> **LISTED ENTRIES**:

+ + + + +

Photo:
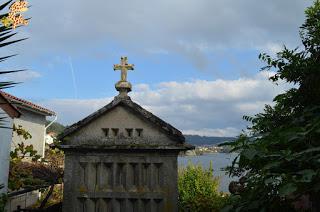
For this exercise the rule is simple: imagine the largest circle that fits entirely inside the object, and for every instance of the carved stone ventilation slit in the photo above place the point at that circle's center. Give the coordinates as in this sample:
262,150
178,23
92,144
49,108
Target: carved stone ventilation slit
139,132
146,172
82,205
158,205
129,132
115,132
107,176
133,205
120,205
133,176
106,131
146,205
92,176
83,175
158,178
121,175
107,204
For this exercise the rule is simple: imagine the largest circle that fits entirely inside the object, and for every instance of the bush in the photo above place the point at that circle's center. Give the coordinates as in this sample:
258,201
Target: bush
198,189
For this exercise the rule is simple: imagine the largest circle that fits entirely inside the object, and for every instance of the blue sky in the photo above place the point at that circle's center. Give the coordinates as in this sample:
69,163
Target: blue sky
196,62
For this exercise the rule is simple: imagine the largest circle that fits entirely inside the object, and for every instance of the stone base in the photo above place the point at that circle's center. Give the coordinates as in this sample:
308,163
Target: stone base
123,87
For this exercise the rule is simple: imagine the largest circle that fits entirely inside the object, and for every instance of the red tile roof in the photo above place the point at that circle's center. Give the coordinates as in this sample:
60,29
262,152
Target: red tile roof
17,101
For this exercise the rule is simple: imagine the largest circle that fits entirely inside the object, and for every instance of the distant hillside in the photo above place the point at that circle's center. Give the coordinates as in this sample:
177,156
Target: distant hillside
56,127
204,140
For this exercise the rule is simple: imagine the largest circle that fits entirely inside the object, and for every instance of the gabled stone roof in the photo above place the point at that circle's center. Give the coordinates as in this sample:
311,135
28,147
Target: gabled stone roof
172,132
6,106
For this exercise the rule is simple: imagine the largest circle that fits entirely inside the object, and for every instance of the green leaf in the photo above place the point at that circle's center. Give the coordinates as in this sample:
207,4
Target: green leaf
307,175
287,189
249,153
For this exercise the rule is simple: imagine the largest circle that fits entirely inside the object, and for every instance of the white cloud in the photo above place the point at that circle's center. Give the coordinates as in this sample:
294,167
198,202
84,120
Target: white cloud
21,76
187,28
199,106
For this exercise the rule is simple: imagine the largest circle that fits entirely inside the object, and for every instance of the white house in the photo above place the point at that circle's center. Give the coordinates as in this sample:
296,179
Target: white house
7,113
32,119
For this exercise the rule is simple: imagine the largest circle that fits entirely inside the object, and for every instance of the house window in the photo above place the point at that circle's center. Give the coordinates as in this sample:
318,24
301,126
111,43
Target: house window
115,132
106,131
139,132
129,132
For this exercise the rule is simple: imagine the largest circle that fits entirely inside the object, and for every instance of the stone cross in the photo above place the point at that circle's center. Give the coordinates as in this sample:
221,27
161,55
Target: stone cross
124,67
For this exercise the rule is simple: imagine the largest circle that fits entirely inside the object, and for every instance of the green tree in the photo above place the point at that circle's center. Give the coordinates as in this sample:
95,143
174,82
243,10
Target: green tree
198,189
279,159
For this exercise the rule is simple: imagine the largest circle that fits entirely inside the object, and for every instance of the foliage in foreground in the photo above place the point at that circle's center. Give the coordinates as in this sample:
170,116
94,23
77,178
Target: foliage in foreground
198,189
279,159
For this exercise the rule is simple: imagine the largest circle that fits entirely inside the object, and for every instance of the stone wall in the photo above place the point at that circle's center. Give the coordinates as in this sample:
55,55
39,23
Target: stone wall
34,123
120,181
5,142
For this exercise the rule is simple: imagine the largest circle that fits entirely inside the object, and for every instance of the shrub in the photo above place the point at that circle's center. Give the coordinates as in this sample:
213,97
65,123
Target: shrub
198,189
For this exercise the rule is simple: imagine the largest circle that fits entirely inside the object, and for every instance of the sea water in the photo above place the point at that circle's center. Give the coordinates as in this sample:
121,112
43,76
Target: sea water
219,161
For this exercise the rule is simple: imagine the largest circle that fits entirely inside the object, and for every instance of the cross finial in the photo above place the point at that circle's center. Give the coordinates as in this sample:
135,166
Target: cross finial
123,86
124,67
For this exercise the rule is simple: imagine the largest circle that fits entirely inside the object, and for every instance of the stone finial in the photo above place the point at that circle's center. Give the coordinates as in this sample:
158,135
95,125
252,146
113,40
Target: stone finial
123,86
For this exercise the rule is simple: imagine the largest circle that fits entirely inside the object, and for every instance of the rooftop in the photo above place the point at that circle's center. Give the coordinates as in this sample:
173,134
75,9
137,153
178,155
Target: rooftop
24,103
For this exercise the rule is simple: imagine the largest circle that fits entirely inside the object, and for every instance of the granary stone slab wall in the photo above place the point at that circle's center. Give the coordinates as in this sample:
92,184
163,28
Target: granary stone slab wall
120,181
119,126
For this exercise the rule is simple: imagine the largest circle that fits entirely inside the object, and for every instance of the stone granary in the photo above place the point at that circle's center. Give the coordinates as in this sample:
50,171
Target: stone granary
121,158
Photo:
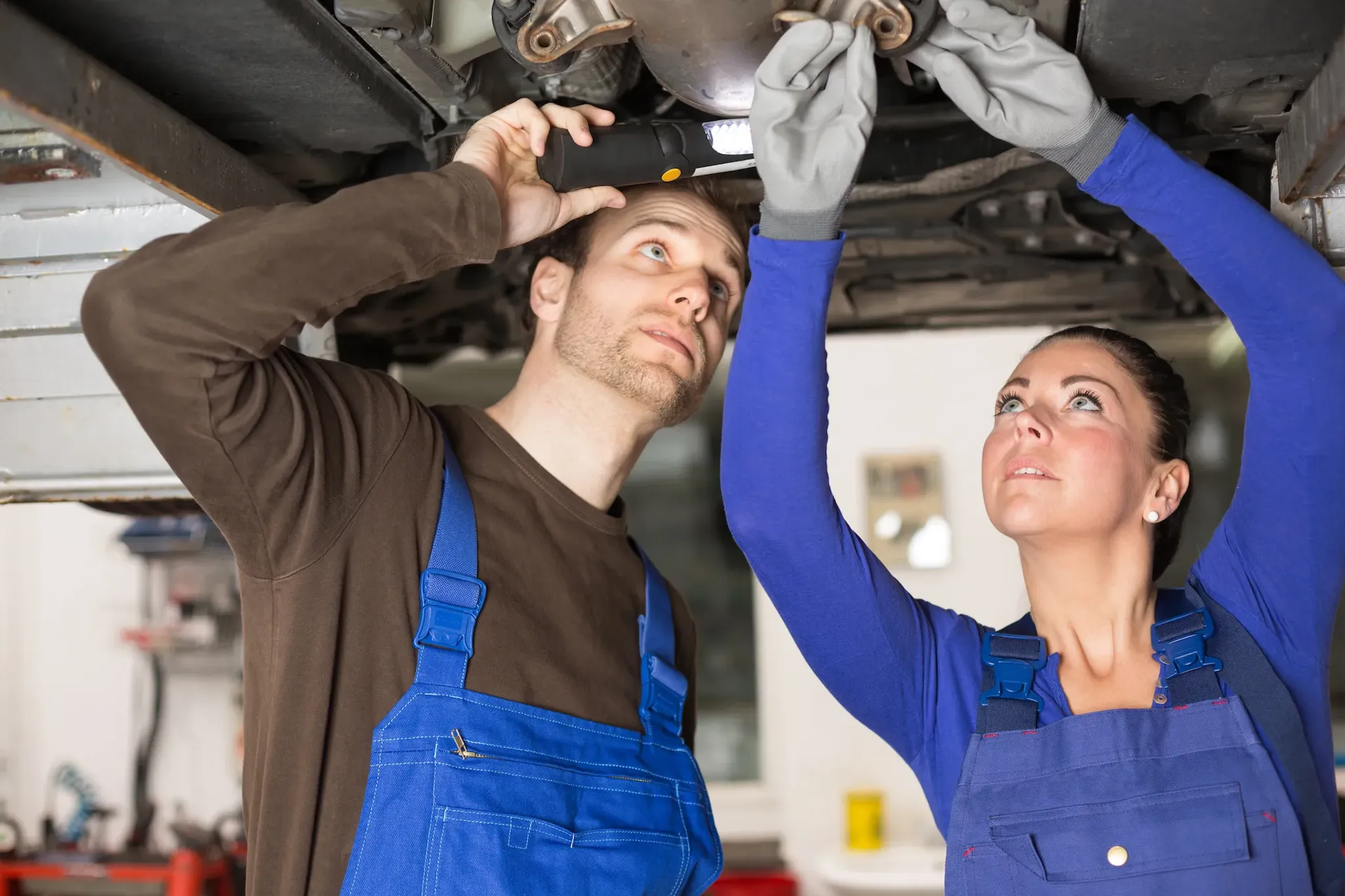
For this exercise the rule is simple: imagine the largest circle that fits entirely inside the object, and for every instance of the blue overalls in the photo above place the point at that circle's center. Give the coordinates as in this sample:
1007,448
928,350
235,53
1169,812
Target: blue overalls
475,796
1178,800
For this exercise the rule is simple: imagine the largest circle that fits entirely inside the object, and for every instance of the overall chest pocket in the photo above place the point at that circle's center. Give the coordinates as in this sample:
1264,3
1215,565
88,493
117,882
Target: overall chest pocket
486,853
1197,836
512,826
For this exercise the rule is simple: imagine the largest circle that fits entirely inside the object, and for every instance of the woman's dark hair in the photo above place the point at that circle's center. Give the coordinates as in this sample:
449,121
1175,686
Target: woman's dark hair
1166,395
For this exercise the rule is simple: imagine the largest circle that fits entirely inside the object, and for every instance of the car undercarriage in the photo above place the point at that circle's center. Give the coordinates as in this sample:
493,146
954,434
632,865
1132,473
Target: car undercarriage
947,226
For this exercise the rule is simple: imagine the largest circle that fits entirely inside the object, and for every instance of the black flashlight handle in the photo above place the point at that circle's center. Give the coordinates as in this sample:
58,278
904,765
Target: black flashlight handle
628,155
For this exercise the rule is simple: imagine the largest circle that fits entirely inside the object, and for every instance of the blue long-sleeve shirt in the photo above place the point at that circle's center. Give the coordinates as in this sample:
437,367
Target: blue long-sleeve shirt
911,671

+ + + + +

> **GIVEN EXERCISE**:
Reproduce the lines word for word, starting at the one holding "the car undercarriage" and ending at the final line of the material above.

> **PROBLEM SOLUTION**:
For this exercise the rule is simple: imagine the largest circle that fits entirely inside the object, and for every instance of the car undercarriage in the photo above place the point at that circle's center. Give the coordinates as in this sample:
493,146
954,434
632,865
1132,473
Target: car undercarriage
947,226
For this exercise the rule is simple: imagine the largest circle that fits entirely inside the object, and for every instance of the black flashlight handle in the photo above place the point at that circle's center. Give the coordinates as in this sample:
58,278
904,765
Target: black flashlight handle
628,155
For this exercise the rule is simple: imagine the largest circle that fits entirely inside the object, and for every instance of the blue long-sleeve shirt in the photo above place the point at that circle's center. Give the coordinates as in this sample:
437,367
Target: blue long-sleeve shirt
911,671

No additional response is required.